==== Entries shown

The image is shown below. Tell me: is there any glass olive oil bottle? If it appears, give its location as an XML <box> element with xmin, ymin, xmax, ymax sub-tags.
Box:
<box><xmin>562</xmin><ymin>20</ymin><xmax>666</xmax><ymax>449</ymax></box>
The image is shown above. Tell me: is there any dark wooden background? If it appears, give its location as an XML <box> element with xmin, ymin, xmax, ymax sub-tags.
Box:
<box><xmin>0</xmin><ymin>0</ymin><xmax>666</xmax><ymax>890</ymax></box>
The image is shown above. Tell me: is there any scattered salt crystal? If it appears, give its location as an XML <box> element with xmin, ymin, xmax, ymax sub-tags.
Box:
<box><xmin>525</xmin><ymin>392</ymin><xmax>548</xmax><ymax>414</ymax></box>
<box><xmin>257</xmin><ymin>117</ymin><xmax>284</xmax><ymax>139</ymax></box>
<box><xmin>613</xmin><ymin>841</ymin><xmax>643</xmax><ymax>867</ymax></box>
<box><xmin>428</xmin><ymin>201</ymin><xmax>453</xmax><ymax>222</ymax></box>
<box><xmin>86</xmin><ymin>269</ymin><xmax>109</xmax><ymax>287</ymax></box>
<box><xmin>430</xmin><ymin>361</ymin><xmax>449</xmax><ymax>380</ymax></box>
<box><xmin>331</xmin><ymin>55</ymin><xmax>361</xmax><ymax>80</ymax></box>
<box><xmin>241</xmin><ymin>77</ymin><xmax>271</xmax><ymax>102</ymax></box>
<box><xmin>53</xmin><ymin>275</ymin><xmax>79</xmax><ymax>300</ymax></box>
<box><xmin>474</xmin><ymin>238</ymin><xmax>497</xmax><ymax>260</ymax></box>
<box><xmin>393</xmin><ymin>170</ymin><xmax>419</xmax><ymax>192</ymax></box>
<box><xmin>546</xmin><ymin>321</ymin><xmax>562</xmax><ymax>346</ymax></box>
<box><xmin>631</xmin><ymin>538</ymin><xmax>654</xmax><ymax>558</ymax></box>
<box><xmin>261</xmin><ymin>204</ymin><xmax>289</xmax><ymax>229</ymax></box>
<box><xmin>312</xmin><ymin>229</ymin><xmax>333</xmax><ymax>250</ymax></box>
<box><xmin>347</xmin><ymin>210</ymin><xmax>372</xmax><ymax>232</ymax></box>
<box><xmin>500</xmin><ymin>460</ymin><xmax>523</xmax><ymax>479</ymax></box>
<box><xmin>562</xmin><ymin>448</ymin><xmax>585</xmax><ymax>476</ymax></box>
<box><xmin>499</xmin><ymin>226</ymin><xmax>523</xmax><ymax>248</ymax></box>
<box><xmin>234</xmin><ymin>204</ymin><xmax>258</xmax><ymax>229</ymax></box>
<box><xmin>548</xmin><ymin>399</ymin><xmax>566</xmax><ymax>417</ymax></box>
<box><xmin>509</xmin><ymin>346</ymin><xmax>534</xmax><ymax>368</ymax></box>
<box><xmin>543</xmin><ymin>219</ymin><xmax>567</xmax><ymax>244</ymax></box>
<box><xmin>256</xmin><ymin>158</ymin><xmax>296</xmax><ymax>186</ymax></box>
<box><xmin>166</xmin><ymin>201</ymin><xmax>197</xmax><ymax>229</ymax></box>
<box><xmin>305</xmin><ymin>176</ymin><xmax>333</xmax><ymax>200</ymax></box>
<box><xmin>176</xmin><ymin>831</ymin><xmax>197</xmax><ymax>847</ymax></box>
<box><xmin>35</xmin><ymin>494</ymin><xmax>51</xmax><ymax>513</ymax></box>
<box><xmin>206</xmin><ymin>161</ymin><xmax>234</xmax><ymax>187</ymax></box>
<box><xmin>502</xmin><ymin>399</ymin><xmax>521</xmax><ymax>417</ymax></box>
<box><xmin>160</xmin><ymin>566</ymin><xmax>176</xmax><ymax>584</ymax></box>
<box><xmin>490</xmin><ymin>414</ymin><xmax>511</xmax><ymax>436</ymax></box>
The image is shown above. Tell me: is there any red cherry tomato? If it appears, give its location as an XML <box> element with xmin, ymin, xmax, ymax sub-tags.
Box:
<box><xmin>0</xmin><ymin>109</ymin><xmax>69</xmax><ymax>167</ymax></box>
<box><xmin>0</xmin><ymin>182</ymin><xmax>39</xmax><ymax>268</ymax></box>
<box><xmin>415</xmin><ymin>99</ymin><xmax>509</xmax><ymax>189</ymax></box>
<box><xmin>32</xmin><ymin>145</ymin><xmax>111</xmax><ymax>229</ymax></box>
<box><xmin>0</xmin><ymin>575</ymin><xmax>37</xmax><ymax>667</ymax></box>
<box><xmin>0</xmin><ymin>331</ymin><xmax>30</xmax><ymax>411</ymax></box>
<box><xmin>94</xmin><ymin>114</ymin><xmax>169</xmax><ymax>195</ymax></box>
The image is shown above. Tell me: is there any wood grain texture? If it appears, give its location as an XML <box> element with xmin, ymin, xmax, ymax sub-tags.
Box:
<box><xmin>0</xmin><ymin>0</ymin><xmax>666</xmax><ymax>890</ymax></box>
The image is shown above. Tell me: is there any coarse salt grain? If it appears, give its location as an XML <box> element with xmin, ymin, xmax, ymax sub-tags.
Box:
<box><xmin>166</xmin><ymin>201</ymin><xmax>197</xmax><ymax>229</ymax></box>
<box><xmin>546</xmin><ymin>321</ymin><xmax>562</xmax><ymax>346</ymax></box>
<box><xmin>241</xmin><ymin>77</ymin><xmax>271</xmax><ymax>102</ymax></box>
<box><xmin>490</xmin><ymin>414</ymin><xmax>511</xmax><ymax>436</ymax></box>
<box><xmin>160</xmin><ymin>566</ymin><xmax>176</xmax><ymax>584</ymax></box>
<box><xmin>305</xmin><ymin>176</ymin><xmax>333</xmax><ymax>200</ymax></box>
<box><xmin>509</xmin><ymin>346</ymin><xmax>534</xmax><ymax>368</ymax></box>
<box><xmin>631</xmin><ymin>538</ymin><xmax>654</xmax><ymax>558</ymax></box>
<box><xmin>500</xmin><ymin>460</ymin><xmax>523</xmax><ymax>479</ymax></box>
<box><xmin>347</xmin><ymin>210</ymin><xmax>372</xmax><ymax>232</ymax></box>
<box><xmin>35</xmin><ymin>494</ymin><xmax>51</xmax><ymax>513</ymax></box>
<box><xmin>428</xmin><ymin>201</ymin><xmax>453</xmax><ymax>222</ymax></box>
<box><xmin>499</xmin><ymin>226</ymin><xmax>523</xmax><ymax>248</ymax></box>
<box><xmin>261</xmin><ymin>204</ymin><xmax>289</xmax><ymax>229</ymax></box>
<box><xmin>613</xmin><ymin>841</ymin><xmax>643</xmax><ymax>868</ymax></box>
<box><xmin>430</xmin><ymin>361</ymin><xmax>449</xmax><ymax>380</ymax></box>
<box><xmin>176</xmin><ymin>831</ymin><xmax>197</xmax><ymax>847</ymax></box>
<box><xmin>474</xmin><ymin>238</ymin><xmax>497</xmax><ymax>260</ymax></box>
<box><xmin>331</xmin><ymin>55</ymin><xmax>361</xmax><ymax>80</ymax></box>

========

## Exercise task
Pull out each line of the listing above that contains the string "salt", matching case exactly.

## Written solution
The image is shown above. Tell me: is there any scattered salt crystal? If it appears, give its location as an XML <box> element with xmin, ymin, xmax, ymax sub-tags.
The image is shown above. Tell me: is there any coarse salt grain? If it appears, give its location as an XML <box> element with xmin, ymin, xmax, ymax sub-tags.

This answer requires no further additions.